#### Exercise aim:
Find every line in the data that contains the word "wall" and copy each of those lines in full. Case counts, so match only that exact capitalization.

[Start of Provided records]

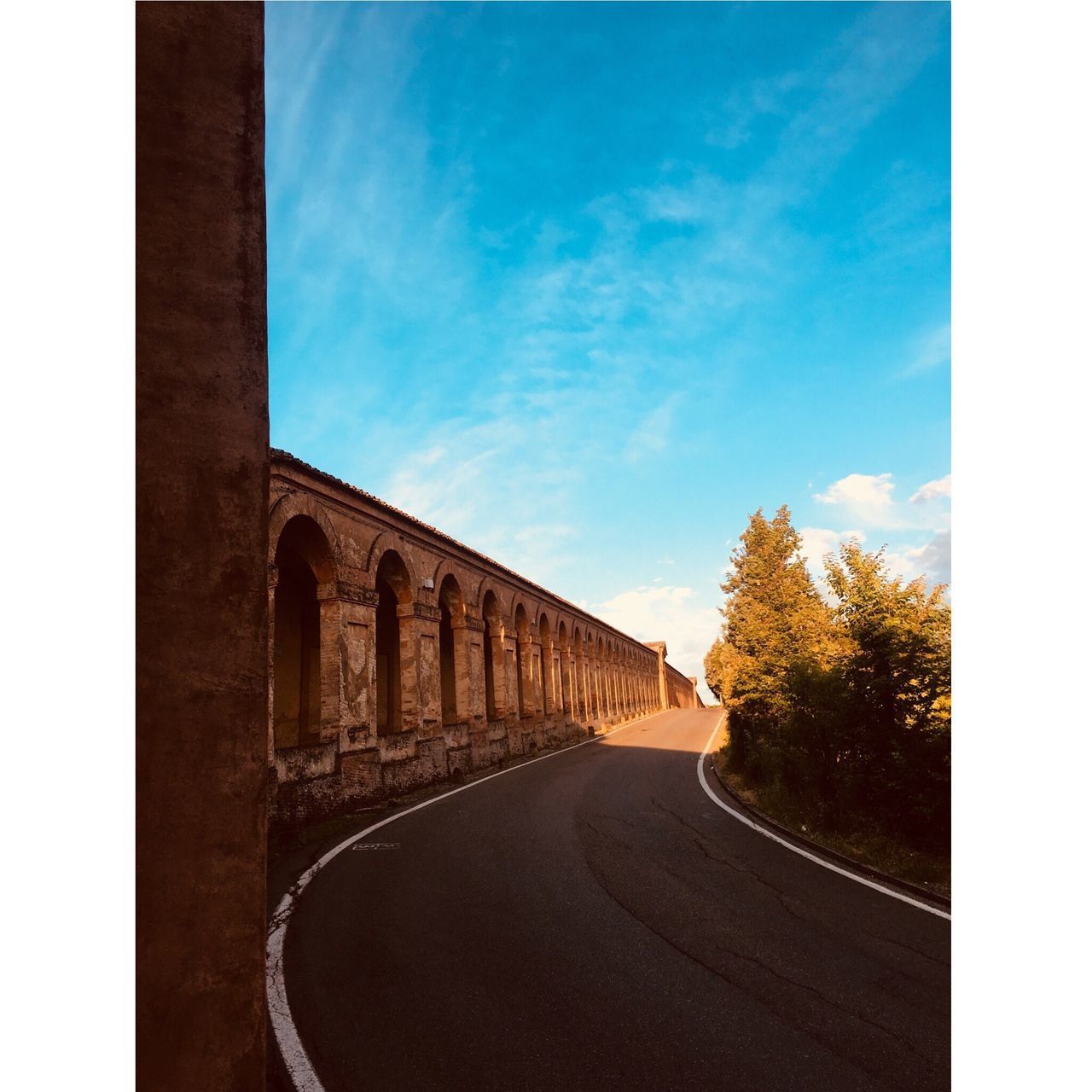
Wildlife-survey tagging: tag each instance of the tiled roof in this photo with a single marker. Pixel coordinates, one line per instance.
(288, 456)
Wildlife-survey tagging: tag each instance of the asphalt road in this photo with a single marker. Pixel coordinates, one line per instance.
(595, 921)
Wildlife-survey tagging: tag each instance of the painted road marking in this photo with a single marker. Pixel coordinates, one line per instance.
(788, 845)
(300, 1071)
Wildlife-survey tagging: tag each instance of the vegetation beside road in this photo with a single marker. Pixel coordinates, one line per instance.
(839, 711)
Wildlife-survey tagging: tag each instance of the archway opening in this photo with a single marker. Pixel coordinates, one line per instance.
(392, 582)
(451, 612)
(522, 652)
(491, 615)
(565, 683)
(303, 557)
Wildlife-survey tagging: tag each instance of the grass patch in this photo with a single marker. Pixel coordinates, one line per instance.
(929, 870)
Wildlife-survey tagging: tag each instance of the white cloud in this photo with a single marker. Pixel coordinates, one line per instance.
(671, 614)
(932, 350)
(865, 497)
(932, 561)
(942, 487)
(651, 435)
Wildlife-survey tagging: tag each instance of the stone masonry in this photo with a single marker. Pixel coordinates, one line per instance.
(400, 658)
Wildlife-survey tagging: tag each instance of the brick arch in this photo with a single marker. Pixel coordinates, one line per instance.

[End of Provided records]
[Start of Provided records]

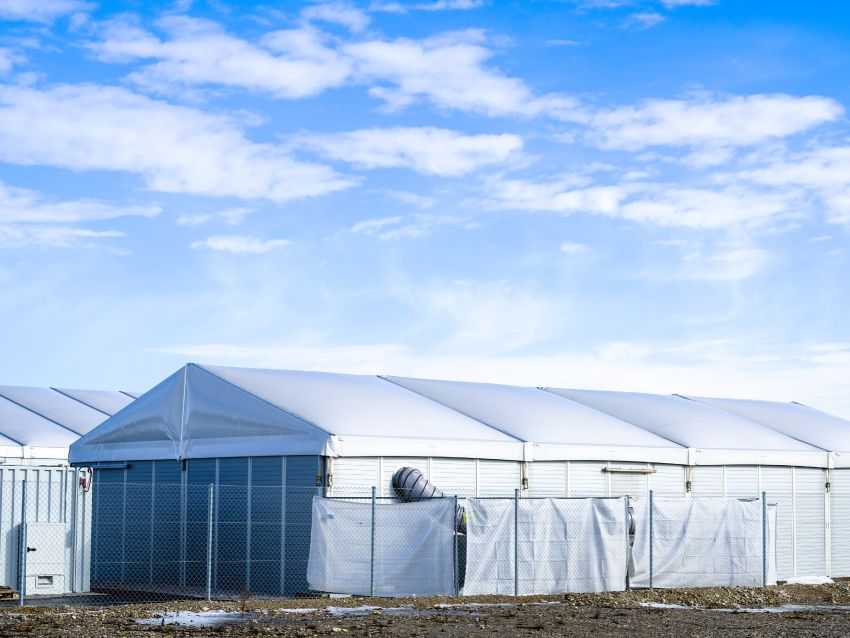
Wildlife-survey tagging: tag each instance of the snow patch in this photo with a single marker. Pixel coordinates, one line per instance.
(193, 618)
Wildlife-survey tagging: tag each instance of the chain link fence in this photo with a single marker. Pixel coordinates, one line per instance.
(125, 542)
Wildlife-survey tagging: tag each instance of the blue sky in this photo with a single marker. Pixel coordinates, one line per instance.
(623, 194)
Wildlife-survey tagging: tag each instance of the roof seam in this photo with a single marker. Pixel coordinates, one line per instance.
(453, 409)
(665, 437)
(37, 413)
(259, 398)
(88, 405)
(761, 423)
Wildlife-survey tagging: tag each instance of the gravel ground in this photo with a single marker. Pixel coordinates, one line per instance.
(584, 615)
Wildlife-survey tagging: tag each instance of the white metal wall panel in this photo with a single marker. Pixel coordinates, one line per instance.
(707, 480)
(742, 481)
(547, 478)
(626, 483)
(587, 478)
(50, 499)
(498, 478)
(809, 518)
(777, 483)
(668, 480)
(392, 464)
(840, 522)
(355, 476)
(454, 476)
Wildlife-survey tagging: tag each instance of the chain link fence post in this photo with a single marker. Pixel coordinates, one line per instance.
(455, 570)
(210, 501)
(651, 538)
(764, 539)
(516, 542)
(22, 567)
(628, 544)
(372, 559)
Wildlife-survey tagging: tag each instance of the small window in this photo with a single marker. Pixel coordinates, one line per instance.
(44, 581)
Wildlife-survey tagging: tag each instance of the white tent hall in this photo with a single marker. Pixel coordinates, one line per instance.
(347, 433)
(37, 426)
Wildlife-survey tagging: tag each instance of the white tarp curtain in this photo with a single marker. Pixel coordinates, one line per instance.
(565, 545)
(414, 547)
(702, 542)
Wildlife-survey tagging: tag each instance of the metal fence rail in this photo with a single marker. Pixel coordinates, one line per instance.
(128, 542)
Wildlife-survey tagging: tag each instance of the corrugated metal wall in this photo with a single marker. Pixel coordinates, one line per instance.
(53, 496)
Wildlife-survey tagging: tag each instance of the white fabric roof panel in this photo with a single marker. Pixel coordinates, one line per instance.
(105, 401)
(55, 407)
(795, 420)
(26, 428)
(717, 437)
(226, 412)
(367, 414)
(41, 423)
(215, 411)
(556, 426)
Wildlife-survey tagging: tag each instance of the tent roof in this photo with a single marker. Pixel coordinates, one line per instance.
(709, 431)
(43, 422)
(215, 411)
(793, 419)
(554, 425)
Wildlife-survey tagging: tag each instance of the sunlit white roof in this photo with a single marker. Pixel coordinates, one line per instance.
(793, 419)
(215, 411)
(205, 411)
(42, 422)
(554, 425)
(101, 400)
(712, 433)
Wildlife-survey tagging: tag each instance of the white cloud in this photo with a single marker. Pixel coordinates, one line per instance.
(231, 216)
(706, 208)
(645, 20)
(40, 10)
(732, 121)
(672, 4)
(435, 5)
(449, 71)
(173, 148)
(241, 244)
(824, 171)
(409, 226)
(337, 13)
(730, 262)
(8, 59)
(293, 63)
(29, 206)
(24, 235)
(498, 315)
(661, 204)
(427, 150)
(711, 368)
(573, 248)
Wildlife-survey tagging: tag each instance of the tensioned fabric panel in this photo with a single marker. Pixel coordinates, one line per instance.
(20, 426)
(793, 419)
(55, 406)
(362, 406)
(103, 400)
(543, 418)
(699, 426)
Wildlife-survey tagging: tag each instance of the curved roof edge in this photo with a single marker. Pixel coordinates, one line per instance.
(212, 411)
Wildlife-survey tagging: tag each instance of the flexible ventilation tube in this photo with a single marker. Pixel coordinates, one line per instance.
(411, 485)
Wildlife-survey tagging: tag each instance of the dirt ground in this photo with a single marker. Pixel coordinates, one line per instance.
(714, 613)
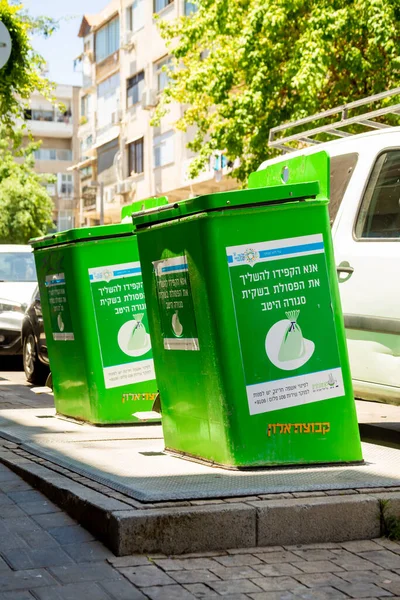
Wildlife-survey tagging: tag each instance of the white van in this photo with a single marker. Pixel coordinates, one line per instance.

[End of Provided records]

#### Solution below:
Wildlife-survey tagging: tag each instance of the white metal wall panel in this photo with a single marker. Pixel coordinates, one line per instance.
Wildlife-survey tagging: tag each instance of the corrugated metal wall in this photo with a single marker. Pixel coordinates, one line per instance.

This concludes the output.